Required work =
Retype precisely the section of the data that starts at the line containing "Spot the wooden" and runs to its final line, ends included.
** BEGIN Input data **
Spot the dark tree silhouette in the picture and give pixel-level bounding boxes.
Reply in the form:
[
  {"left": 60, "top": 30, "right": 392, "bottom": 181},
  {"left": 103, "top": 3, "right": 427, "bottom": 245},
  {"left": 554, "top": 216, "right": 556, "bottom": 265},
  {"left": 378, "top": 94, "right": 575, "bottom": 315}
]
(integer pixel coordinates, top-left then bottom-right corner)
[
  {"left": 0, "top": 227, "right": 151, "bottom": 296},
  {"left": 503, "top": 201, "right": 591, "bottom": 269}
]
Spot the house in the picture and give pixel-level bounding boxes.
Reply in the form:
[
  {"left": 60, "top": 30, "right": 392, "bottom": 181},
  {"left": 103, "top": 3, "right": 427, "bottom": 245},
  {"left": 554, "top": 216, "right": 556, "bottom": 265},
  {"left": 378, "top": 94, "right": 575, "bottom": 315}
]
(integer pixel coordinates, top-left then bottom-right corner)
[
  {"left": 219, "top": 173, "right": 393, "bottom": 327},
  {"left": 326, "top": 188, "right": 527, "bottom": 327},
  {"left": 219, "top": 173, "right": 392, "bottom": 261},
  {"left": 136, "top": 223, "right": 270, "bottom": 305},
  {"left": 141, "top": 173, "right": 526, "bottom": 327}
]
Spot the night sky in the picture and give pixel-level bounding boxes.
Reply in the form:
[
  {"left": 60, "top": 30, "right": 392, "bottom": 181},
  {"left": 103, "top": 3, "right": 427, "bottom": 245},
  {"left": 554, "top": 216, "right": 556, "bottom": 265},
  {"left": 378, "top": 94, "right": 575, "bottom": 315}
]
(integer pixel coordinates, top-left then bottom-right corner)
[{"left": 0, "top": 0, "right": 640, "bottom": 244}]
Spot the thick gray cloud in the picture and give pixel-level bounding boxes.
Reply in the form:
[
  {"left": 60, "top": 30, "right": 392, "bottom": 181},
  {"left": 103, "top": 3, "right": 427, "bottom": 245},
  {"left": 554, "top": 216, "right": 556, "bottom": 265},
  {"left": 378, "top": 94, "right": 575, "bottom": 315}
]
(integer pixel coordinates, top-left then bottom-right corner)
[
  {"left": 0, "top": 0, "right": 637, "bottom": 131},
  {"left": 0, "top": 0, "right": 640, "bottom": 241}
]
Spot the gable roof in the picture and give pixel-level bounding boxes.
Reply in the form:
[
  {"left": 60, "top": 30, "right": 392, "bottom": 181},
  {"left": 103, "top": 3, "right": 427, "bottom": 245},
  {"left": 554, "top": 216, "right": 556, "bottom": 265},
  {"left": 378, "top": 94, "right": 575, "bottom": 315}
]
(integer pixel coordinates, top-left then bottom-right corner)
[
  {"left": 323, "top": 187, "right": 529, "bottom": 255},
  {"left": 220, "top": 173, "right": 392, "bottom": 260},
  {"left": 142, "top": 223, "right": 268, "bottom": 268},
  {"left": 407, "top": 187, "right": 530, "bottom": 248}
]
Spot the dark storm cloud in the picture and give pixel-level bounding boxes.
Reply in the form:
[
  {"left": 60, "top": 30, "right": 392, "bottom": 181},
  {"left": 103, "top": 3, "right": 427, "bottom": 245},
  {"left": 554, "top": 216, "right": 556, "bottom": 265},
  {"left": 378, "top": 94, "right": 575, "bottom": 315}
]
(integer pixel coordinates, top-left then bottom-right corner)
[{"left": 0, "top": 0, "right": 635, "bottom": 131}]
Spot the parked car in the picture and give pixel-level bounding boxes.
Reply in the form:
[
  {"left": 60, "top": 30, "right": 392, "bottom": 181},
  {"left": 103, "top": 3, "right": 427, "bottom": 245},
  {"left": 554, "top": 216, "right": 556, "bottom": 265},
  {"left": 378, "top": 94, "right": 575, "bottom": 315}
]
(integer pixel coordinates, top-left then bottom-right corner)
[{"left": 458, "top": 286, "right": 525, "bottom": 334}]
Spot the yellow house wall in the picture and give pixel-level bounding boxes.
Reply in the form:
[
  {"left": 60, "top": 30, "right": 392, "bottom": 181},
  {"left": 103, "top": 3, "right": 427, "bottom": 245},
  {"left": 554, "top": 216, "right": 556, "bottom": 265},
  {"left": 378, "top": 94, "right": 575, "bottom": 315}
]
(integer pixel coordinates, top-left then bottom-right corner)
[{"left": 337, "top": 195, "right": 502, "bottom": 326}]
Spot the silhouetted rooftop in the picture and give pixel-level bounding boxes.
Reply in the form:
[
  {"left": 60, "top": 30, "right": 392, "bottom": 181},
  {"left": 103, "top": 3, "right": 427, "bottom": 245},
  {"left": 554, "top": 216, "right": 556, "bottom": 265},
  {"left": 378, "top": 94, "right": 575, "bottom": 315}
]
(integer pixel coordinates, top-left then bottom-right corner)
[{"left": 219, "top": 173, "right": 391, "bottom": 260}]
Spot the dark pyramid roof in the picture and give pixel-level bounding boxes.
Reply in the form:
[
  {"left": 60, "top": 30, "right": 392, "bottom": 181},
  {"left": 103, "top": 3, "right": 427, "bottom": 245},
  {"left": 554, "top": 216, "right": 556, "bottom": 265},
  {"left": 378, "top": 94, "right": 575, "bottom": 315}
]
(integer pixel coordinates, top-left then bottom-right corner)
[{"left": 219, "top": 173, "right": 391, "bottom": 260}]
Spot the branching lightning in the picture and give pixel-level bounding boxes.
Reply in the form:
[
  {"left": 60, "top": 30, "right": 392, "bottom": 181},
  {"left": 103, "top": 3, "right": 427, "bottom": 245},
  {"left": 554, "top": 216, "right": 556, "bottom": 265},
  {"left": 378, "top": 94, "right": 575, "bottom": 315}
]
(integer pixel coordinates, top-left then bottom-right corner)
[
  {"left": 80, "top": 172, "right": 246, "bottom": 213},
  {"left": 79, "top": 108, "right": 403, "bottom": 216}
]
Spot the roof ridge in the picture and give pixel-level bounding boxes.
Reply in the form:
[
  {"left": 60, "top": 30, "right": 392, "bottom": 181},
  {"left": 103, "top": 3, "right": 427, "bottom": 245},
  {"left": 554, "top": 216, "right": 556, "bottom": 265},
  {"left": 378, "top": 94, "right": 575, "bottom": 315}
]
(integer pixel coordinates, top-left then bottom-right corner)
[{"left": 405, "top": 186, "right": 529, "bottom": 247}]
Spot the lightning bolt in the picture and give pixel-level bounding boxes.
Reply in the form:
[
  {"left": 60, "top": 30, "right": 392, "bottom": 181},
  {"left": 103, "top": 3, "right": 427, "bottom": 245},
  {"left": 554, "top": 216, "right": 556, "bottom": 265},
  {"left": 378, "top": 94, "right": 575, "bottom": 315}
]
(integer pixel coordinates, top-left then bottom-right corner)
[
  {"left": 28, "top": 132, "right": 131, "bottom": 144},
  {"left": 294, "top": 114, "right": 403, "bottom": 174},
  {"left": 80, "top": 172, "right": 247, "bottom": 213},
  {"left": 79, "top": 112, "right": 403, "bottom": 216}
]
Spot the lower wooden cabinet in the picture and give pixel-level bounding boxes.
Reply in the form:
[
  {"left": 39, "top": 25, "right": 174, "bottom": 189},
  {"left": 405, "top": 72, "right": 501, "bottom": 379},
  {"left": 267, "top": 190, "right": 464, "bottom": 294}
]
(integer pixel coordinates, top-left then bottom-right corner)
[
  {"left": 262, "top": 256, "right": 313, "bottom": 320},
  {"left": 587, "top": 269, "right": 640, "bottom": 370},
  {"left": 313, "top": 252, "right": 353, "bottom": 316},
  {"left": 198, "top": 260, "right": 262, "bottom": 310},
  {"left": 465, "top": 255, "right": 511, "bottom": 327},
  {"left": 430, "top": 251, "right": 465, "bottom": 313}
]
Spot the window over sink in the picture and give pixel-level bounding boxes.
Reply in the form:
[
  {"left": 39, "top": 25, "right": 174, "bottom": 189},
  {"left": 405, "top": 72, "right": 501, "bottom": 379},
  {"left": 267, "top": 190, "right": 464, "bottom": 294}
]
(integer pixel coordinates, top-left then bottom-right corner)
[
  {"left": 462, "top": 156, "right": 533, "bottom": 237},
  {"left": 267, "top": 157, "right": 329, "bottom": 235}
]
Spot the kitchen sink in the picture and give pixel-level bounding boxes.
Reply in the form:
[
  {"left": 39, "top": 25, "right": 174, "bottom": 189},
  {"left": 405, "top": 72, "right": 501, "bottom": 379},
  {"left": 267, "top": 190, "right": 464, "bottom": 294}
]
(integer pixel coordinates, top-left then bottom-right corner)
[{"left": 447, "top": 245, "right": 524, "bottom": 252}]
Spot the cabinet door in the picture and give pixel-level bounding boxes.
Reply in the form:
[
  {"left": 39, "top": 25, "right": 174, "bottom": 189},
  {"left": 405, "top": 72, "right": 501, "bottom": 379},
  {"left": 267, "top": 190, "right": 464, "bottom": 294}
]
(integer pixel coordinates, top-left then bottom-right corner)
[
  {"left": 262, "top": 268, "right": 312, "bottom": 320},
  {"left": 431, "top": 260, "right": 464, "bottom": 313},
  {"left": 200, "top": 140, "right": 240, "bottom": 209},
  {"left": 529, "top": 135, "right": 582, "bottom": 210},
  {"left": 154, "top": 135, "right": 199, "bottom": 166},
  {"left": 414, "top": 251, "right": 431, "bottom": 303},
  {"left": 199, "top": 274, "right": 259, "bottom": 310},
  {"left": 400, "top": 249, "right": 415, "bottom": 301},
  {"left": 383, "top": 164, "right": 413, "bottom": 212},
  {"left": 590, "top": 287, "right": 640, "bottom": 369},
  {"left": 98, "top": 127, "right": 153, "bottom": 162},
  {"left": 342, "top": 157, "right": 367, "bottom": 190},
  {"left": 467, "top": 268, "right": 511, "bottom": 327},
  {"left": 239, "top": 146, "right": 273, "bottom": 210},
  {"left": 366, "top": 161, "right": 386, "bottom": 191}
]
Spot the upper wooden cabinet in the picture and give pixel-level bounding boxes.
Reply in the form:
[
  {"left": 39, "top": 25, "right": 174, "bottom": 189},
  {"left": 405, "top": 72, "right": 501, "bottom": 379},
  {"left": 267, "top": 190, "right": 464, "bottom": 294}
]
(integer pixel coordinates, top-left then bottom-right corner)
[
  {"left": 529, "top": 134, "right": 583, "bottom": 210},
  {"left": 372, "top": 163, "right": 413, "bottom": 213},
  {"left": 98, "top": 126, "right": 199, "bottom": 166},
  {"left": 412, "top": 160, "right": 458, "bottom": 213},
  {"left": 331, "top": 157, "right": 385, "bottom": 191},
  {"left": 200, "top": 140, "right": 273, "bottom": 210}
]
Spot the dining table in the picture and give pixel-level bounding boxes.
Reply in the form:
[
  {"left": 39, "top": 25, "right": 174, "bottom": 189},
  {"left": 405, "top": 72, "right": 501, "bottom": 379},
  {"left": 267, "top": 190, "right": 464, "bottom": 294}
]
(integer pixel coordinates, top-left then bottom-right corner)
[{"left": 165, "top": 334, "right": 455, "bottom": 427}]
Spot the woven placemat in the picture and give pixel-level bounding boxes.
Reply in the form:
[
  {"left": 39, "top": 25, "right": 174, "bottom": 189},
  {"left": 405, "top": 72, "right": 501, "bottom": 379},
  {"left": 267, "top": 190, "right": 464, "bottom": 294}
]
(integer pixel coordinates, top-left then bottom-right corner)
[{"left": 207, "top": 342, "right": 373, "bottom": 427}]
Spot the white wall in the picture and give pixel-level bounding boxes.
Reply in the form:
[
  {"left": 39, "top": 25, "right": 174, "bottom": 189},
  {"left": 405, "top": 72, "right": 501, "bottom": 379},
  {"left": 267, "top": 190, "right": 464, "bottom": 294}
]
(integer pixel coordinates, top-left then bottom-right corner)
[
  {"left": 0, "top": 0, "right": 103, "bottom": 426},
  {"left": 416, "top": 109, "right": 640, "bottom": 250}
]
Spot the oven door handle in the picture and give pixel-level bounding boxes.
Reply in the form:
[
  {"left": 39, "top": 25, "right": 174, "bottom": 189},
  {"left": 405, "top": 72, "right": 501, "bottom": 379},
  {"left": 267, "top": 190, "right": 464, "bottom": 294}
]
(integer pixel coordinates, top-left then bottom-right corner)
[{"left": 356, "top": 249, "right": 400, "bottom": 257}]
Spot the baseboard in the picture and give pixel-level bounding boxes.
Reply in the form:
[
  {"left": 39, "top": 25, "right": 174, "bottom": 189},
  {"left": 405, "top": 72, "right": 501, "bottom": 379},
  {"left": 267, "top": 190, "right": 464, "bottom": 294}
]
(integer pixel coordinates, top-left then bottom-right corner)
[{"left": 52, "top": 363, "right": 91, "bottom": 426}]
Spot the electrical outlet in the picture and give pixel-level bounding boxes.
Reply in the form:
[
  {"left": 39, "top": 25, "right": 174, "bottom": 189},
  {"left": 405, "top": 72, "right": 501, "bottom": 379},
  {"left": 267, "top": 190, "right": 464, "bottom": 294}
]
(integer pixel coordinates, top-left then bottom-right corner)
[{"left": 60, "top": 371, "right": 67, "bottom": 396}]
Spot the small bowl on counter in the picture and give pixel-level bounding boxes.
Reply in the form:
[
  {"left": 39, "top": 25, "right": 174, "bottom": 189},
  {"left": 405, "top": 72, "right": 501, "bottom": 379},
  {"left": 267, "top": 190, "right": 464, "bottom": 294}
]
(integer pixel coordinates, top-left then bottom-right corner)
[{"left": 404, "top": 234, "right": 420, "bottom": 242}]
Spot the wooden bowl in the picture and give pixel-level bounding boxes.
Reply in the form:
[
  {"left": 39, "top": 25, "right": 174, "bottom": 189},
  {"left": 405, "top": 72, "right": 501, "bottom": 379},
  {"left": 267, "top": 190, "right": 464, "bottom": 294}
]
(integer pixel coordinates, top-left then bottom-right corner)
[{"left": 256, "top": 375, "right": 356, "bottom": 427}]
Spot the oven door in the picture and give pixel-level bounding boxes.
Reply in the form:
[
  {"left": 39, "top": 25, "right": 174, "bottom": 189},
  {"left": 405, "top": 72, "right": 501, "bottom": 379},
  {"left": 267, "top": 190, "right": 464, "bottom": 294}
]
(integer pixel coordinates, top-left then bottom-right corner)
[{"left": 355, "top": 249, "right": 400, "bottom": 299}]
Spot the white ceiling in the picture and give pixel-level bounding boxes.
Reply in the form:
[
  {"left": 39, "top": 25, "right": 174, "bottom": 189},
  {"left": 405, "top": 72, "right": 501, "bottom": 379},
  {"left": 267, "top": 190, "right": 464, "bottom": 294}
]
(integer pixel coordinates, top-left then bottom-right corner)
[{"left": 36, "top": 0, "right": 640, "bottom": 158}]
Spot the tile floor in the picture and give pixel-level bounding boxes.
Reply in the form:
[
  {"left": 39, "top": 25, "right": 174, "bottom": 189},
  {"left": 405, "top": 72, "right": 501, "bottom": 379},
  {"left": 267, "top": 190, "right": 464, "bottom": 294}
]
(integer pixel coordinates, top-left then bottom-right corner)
** END Input data **
Exercise answer =
Spot the wooden bowl in the picture and give pixel-level bounding boxes.
Reply in the form:
[
  {"left": 39, "top": 25, "right": 174, "bottom": 189},
  {"left": 405, "top": 72, "right": 501, "bottom": 379},
  {"left": 267, "top": 190, "right": 464, "bottom": 294}
]
(integer pixel coordinates, top-left then bottom-right corner)
[{"left": 256, "top": 375, "right": 356, "bottom": 427}]
Spot the oven door in the picture and give pixel-level bounding boxes.
Reply in the form:
[
  {"left": 39, "top": 25, "right": 174, "bottom": 189},
  {"left": 405, "top": 72, "right": 501, "bottom": 379},
  {"left": 267, "top": 190, "right": 464, "bottom": 294}
]
(integer pixel coordinates, top-left then bottom-right corner)
[{"left": 355, "top": 249, "right": 400, "bottom": 299}]
Spot the white ceiling in the picture and give pixel-level bounding boxes.
Reply in the form:
[
  {"left": 39, "top": 25, "right": 174, "bottom": 189},
  {"left": 405, "top": 72, "right": 501, "bottom": 379},
  {"left": 267, "top": 190, "right": 464, "bottom": 294}
]
(integer pixel coordinates, top-left then bottom-right corner)
[{"left": 36, "top": 0, "right": 640, "bottom": 158}]
Spot the tile floor in the picture and give pixel-level bounding boxes.
Reply in the form:
[
  {"left": 39, "top": 25, "right": 174, "bottom": 189},
  {"left": 405, "top": 72, "right": 501, "bottom": 379},
  {"left": 267, "top": 190, "right": 464, "bottom": 294}
]
(integer pixel coordinates, top-left then bottom-right corner)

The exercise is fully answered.